- _Task instructions_
**a.** In the goat feed thread, what does goathappy name as the more economical option for mixing smaller batches?
**b.** According to the goat feed thread, why does sparks879 use dry cob in winter instead of wet cob?
**c.** Carry on the goat feed thread from the end of its last post.

- _Article_
## begin

I am about to do my own mixing for the first time.

I will be doing

1 bag (50lbs) select horse feed (by southern states)
1 bag (50lbs) sweet goat feed (by southern states)
BOSS (not sure the amount - probably like 25lbs)

This is still in the thinking stages - but I have to go get feed tomorrow so we shall see how this all works out.


----------



## sparks879 (Oct 17, 2007)

I mix one fifty lb bag of dry or wet cob depending on the time of year, during the winter they get dry because they get beet pulp during the warmer months they get wet cob. One fifty lb bag whole or rolled oats. one twenty lb bag viger plus, one fifty lb bag alfafa pellets, and i top dress with sunflower seeds.
beth


----------



## sparks879 (Oct 17, 2007)

Sarah, I just read your goat grain mix and am very much interested in it. My biggest problem is i have to buy at the local feed store i don;t have a mill anywhere near me. How much of the mix do you give your kids? That is one of the biggest problems i face is slow growing kids. They get the same grain mix my adults do and i start them on it at about two to three weeks of age, usually when i see them nibbling on stuff. 
And where do you get your kelp?
beth


----------



## goathappy (Oct 5, 2007)

Ask your local feed store if they can order the ingriedients for you, we mix our own, we just buy the ingriendients(except oats, we grow them) We have a mixer, but what is more economical for smaller batches is a cement mixer, those work great.

We give our kids 2 cups a day(I think, we go by the Fiasco feeding chart) and barley really makes them grow. We start our kids on grain, hay and minerals at a week old, they don't eat it but by 2 weeks they eat it realy good. We also give them a homeopathic remedy to help with their growing and maturing.

## end

Annotated coordinate records
## begin

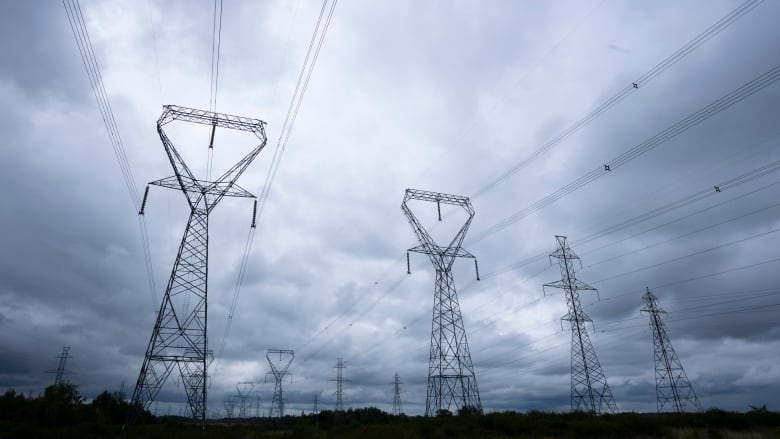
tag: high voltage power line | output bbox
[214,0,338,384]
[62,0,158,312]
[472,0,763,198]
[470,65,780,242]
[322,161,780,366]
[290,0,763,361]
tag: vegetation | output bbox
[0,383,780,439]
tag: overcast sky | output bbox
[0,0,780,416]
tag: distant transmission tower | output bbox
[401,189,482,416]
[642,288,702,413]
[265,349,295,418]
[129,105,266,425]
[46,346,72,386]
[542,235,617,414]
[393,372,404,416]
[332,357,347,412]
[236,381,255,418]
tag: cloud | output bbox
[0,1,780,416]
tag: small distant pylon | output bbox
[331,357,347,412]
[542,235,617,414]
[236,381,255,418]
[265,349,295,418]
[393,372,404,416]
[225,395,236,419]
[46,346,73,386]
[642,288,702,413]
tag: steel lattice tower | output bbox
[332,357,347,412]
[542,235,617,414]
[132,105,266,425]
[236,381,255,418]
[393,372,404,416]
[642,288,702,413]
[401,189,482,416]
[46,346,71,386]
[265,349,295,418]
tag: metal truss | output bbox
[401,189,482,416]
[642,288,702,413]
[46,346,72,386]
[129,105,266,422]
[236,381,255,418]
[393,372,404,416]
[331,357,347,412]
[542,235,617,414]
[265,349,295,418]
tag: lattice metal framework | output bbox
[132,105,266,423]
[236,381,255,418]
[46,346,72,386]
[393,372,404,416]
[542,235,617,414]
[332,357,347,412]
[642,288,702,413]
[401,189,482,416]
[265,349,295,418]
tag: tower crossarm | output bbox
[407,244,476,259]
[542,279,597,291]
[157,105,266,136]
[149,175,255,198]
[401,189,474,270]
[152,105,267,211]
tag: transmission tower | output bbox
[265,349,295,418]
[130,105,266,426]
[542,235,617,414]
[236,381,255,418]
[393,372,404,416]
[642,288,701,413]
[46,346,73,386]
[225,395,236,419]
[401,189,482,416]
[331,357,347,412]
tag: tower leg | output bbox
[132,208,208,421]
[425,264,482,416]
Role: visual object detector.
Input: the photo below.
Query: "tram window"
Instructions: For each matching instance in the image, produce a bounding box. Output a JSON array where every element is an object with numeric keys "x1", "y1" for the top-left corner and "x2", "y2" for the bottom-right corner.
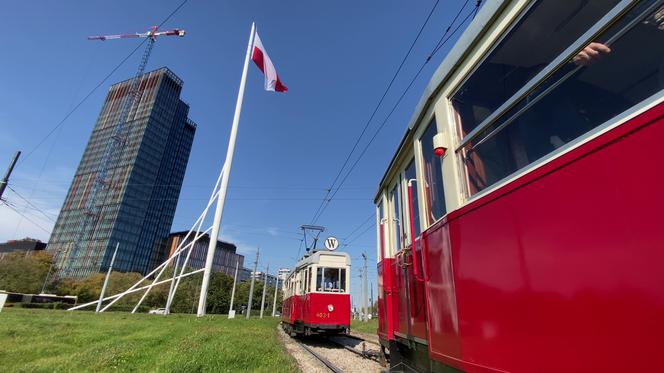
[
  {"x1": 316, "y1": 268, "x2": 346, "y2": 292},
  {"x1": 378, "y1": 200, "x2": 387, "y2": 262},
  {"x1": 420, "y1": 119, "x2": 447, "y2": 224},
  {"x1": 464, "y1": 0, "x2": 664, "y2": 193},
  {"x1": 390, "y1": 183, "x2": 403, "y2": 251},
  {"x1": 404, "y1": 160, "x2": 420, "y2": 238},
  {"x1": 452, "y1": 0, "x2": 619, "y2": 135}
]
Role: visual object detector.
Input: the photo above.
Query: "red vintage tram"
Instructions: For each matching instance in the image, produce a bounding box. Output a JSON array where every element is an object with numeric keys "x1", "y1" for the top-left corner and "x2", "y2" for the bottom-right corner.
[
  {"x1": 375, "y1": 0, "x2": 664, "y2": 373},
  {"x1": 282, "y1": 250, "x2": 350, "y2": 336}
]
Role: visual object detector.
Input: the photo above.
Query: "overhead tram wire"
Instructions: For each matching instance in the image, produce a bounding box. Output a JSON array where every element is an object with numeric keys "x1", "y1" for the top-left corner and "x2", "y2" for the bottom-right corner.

## end

- _Results in order_
**a.** A cement mixer.

**b.** In winter the goats also get beet pulp, so sparks879 switches them to dry cob then. Wet cob is used during the warmer months.

**c.**
We had our feed mill order kelp for us, that was the cheapest way to get it.


----------



## sparks879 (Oct 17, 2007)

Yea i looked into the kelp last night i can get a twelve lb bag through hoegger for a little over thirteen dollars plus shipping. 
What is the homeopathic remedy that you give your kids just out of curiosity. The last show i was at the judge kept calling my goats frail which they arn't but they are small. Some of the jr. kids born in late april and may were bigger then my march kids. I do offer grain free choice, give milk free choice up until they are four months of age, the get wormed and treated for cocci on a regular basis. And free choice hay and minerals from three weeks on. They look good act healthy fecals always look good, i just have a hard time getting them to grow.
thanks in advance
beth


----------



## goathappy (Oct 5, 2007)

The remedy is Calc Phos 30c, I'll have to double check, but we give it to them once a day for a week, then once a week for a month or two. It helps to promote the healthy development of bones, muscles, digestive system etc, and help them to develop into a stronger adult.


----------



## Sybil (Dec 21, 2007)

I'm just feeding dry cob, with BOSS, alfalfa pellets and started Fastrack as I have 2 kids that are on the small side. Just started the Fastrack last week. They also have free choice orchard grass hay and trace mineral salt blocks. I'm looking into a loose mineral to change to. I don't have anyone milking and the girls are not due to kid until April. 
Sue


----------



## sparks879 (Oct 17, 2007)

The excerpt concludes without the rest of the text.